**Texte présenté:**
● ● ●

A la lueur de certains faits, il y aurait tant à dire que finalement on ne dit rien. Il y a tant à faire qu'en fait, on ne fait rien. Jusqu'au prochain fait. Jusqu'à la prochaine goutte qui fait déborder le vase qui ne déborde jamais faute d'une colère suffisante pour augmenter suffisamment le volume de l'indécence. Parce que tout seul, devant sa page de faits divers, on se retrouve comme tout seul sur un trottoir, avec une pancarte "assez". La solitude du lecteur serait facile à corrompre, il suffit d'être deux pour commencer à faire un groupe. Seulement voilà, on tourne la page.
On lit autre chose, ailleurs, plus loin. Et la rengaine revient, lancinante "ailleurs c'est pareil", vous savez cette imparable chanson destinée à se détacher de la gravité d'un fait chez soi pour tenter de la commercialiser dans le rayons justement des faits divers, un fait qui est divers, c'est-à-dire rattaché à rien de précis, un flou artistique pour parler de ce qui n'est pas nommable. Et ce qui n'est pas facilement nommable a-t-il une existence légitime ? Un article politique, par exemple, ça existe, c'est défini, précis. C'est de la politique. Mais un fait divers, c'est par nature un fait noyé dans le divers où l'on trouve tout et tout, ce qui fait la chair du quotidien, la chair du bout de chez soi, de la route qu'on fréquente. C'est tout et rien. C'est surtout rien.

● ● ●

**Données fournies:**
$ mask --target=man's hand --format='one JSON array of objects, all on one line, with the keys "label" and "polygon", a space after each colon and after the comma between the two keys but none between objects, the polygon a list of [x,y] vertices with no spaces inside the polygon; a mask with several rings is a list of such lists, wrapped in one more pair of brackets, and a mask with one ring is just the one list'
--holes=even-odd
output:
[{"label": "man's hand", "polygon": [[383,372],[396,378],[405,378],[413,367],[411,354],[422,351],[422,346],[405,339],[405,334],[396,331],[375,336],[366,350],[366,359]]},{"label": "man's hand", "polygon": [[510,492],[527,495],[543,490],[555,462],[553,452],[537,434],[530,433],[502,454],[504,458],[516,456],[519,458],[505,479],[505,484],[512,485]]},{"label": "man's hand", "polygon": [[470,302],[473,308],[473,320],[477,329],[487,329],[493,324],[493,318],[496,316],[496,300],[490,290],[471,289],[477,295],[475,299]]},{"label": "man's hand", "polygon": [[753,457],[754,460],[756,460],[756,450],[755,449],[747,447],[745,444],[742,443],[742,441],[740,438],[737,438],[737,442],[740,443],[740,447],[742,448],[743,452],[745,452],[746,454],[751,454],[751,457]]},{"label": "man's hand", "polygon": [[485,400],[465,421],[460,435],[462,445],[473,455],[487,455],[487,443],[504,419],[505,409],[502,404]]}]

● ● ●

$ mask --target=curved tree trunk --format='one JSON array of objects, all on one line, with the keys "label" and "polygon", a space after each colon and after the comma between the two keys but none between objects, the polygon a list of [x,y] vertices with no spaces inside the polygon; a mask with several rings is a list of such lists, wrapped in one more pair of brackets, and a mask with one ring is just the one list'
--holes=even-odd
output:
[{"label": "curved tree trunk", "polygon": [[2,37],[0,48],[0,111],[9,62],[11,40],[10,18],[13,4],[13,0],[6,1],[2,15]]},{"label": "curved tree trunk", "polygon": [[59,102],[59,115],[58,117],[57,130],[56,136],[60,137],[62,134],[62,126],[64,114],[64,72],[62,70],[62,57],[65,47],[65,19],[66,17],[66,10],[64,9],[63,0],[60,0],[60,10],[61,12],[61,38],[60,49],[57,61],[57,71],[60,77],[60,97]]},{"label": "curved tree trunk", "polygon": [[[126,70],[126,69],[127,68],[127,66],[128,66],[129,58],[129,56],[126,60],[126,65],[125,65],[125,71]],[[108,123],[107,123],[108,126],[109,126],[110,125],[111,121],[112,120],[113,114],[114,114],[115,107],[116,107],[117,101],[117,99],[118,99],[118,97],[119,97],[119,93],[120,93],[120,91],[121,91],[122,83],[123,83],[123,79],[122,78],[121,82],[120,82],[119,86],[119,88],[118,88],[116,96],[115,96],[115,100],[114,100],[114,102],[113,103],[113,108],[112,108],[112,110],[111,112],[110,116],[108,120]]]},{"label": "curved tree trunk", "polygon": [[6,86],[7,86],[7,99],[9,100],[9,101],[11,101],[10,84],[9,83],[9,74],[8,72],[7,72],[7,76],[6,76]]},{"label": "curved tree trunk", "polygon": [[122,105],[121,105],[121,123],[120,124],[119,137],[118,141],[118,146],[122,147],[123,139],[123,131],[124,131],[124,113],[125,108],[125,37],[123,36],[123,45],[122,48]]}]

● ● ●

**Consigne 1:**
Modifiez le passage du texte sur les faits divers qui va de « A la lueur de » jusqu'à « tourne la page. » : recopiez-le en mettant « banderole » à la place de « pancarte ».
**Consigne 2:**
Écrivez la suite du texte sur les faits divers, en repartant juste après sa dernière phrase.
Vous n'avez pas besoin des lignes pour faire ce travail.

**Corrigé 1:**
A la lueur de certains faits, il y aurait tant à dire que finalement on ne dit rien. Il y a tant à faire qu'en fait, on ne fait rien. Jusqu'au prochain fait. Jusqu'à la prochaine goutte qui fait déborder le vase qui ne déborde jamais faute d'une colère suffisante pour augmenter suffisamment le volume de l'indécence. Parce que tout seul, devant sa page de faits divers, on se retrouve comme tout seul sur un trottoir, avec une banderole "assez". La solitude du lecteur serait facile à corrompre, il suffit d'être deux pour commencer à faire un groupe. Seulement voilà, on tourne la page.

**Corrigé 2:**
On lit, on s'émeut, on gueule, on froisse ce putain de canard parfois, quand la colère déborde jusqu'au bout de nos doigts, quand le trop plein de lecture doit être chassé loin de nos centres nerveux pour ne pas avoir à sombrer dans cette émotion gênante. Et puis, il y a cette chanson "ailleurs c'est pareil", et son refrain qui colle aux oreilles "ici ce n'est pas pire qu'ailleurs". on se dit finalement, que la chanson a sans doute raison, qu'il est plus sain de se laisser bercer par cette musique-là, pour ne pas avoir à sortir dans la rue, hurler une bonne fois on ne sait trop quels mots mais au moins, ça pourrait faire du bien. Mais dans notre société policée, on ne hurle pas à la lune comme les loups. On passe à un autre fait diver, à un autre article.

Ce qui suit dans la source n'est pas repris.